## [Your instructions]
Look through the entries for the string "plume", and copy each line that holds it.
━━━━
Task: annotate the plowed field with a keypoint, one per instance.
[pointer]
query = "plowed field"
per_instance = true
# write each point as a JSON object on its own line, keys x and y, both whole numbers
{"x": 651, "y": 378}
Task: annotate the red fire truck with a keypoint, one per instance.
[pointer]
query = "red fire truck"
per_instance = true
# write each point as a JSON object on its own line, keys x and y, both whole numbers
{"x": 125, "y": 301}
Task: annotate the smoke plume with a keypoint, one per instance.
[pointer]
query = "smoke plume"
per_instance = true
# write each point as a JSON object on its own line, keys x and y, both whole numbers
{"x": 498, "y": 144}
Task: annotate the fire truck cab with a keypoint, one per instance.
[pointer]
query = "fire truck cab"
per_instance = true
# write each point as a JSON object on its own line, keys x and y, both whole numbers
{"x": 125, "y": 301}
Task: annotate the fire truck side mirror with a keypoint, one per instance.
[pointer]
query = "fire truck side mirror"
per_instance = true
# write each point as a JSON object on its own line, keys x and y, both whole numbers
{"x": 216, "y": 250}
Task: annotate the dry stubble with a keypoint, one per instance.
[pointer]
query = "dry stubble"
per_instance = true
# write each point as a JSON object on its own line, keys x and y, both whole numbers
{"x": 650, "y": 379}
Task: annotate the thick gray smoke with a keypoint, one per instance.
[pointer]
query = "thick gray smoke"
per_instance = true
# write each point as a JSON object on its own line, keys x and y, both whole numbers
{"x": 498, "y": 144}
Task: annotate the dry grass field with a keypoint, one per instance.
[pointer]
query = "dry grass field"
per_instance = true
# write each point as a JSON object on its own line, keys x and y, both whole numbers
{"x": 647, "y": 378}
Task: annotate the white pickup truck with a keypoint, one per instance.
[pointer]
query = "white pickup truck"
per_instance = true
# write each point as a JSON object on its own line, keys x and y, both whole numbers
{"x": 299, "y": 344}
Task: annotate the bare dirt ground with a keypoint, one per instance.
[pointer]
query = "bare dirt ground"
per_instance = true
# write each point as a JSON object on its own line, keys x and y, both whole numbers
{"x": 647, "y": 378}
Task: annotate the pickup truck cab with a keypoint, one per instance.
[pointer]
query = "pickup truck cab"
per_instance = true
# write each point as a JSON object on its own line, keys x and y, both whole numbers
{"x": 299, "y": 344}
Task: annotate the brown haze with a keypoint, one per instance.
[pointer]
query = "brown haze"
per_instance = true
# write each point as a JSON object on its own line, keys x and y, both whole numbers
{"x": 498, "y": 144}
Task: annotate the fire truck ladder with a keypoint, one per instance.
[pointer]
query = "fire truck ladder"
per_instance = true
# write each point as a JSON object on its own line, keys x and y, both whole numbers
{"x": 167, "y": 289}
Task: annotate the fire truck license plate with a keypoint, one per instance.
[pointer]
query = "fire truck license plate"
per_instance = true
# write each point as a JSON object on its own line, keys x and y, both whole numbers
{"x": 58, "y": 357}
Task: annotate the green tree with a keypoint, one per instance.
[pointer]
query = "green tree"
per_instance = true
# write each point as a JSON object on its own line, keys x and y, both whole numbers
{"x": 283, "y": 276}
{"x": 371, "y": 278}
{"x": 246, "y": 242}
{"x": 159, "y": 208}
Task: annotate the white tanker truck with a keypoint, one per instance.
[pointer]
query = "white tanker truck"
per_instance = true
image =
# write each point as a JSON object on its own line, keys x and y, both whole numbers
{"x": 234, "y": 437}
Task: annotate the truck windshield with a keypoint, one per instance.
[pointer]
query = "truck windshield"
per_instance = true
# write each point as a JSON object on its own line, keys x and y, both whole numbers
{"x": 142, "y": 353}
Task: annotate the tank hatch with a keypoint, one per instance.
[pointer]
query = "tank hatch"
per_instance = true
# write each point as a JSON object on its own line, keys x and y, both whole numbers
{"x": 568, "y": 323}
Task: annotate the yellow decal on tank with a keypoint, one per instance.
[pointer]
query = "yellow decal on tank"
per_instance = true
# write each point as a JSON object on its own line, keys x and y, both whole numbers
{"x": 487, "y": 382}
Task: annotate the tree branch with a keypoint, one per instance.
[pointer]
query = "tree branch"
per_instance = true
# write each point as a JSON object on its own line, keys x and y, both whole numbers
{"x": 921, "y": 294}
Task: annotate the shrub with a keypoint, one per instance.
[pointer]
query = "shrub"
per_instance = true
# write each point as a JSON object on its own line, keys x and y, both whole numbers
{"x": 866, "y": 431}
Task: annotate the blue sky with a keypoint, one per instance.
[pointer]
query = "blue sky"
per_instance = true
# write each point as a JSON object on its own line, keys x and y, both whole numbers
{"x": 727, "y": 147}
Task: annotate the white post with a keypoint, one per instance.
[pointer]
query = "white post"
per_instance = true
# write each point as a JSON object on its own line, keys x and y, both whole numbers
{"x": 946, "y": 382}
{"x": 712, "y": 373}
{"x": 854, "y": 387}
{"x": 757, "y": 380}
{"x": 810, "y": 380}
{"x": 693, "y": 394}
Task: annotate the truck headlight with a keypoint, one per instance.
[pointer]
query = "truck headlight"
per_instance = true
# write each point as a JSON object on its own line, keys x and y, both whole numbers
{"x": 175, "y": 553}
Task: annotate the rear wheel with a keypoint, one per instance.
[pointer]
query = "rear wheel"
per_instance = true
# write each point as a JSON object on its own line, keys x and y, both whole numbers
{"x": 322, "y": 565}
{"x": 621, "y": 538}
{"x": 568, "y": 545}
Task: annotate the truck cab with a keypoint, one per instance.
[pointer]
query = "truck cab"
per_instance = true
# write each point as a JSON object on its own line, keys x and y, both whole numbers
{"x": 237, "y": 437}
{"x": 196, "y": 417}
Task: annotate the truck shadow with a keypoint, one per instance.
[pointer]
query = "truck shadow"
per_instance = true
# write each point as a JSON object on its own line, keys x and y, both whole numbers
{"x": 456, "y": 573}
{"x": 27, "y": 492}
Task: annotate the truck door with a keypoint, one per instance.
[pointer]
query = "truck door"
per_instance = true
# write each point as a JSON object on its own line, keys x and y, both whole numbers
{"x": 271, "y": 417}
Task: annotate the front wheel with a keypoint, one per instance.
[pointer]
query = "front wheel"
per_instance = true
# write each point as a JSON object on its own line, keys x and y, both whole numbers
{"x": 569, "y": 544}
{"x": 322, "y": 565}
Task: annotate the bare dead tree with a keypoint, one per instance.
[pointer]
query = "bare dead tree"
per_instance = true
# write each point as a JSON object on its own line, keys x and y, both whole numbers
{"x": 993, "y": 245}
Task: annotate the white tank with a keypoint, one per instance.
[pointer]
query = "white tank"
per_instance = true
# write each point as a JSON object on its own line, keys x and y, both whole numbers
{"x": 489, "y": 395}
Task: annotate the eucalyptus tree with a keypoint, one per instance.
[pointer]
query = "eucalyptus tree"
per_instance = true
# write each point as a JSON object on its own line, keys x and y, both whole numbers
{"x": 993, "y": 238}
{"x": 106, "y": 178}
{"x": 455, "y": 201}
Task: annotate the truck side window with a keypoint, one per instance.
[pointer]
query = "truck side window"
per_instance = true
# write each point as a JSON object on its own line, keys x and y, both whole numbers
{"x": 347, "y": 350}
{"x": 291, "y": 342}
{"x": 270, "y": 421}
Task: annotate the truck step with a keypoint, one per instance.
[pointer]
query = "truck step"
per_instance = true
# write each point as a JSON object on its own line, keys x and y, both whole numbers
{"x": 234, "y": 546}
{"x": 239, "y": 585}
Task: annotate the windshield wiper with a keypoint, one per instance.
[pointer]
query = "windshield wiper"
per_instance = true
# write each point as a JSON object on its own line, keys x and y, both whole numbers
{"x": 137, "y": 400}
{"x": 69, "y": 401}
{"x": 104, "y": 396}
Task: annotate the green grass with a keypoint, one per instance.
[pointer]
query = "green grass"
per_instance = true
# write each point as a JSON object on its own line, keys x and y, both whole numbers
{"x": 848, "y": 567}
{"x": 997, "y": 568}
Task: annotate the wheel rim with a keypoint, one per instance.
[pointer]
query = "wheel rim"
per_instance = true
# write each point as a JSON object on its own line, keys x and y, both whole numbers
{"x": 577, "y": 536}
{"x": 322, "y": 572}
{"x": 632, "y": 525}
━━━━
## [Solved problem]
Task: annotate the smoke plume with a keypoint, one per instance.
query = "smoke plume"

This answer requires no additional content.